(Dataset entries):
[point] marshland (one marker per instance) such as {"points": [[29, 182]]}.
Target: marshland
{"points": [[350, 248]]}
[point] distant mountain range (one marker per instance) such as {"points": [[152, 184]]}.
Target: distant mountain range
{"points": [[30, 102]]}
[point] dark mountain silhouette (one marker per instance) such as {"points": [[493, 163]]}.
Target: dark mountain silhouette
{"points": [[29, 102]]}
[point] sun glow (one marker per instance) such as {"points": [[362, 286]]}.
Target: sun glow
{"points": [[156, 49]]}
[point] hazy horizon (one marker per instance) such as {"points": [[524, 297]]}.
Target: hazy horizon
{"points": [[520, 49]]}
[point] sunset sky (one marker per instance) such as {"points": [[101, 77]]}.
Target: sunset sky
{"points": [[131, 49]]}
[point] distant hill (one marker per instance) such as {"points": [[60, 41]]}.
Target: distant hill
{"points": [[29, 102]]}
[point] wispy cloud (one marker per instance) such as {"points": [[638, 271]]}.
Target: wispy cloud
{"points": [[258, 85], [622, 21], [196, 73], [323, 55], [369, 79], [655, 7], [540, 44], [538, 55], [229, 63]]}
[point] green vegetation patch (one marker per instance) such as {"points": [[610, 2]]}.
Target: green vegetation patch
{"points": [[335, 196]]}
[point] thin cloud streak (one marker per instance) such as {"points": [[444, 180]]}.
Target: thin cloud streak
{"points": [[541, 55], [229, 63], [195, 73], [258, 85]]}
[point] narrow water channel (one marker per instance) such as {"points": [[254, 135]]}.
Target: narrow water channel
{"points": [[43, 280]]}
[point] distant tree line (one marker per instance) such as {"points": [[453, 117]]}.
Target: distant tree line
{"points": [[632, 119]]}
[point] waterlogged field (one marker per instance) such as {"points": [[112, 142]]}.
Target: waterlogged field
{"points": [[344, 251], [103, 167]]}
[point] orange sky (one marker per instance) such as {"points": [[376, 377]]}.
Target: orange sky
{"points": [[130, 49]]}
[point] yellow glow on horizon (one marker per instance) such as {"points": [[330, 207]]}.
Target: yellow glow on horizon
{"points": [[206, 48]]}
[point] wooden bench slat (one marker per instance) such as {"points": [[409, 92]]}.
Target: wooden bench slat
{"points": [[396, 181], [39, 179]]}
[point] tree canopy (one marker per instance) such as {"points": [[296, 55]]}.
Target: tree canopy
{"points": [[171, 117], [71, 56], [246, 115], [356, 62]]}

--

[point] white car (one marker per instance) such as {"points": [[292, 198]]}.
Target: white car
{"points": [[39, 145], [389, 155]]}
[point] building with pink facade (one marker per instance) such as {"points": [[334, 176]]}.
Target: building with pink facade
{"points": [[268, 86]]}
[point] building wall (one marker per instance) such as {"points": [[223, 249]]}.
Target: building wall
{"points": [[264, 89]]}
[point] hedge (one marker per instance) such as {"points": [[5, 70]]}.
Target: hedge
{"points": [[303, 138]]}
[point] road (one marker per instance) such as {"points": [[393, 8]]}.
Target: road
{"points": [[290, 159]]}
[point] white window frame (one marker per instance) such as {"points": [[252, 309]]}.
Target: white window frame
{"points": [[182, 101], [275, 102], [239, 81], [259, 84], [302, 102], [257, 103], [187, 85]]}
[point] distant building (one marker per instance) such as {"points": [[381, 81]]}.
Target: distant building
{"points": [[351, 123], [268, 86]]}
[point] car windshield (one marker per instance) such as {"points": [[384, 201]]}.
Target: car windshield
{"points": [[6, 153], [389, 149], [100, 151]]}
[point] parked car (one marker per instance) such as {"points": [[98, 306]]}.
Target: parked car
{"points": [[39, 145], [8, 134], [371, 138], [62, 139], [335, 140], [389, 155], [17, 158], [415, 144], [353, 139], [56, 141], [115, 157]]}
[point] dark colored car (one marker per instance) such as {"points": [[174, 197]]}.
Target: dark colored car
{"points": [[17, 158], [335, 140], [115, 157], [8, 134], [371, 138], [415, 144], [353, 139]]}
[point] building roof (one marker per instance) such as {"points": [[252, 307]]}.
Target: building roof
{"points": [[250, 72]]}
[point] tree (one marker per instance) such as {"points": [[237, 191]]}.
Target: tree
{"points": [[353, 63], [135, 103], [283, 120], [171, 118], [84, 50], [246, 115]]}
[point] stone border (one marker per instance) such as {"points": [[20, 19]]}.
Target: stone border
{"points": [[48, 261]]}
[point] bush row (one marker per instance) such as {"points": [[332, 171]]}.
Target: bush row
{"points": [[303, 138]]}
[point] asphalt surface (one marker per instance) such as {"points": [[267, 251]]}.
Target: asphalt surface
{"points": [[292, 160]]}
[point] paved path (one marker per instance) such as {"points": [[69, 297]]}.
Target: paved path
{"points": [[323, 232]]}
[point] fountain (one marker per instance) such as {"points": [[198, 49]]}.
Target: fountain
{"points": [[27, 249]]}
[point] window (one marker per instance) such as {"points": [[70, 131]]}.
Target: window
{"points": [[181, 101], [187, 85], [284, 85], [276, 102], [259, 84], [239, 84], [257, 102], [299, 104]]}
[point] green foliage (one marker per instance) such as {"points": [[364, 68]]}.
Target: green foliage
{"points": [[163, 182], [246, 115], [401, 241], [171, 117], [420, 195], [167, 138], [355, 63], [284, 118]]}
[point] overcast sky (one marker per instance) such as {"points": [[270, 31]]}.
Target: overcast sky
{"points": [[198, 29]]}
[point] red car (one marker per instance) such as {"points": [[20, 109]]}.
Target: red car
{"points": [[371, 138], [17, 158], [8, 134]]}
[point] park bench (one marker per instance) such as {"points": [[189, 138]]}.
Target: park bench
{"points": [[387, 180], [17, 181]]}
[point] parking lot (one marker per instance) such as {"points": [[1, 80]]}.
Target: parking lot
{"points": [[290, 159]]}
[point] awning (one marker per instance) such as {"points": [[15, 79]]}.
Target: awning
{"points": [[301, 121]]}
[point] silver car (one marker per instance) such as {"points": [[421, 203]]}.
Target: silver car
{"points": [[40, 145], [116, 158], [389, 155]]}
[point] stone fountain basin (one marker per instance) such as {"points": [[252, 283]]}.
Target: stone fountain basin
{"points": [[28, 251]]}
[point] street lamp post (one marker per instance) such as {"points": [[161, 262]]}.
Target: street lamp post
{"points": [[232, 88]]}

(Your assignment):
In the entries above, restate word for word the lines between the one holding "Target: distant tree line" and the one holding "[point] yellow glow", inclusive, and nothing besides.

(Response below):
Target: distant tree line
{"points": [[632, 119]]}
[point] waterlogged field (one marker per instance) such as {"points": [[112, 142]]}.
Target: waterlogged field
{"points": [[344, 251], [103, 167]]}
[point] orange sky (one marker per instance) such as {"points": [[376, 377]]}.
Target: orange sky
{"points": [[130, 49]]}
[point] yellow glow on horizon (one marker per instance) such as {"points": [[330, 207]]}.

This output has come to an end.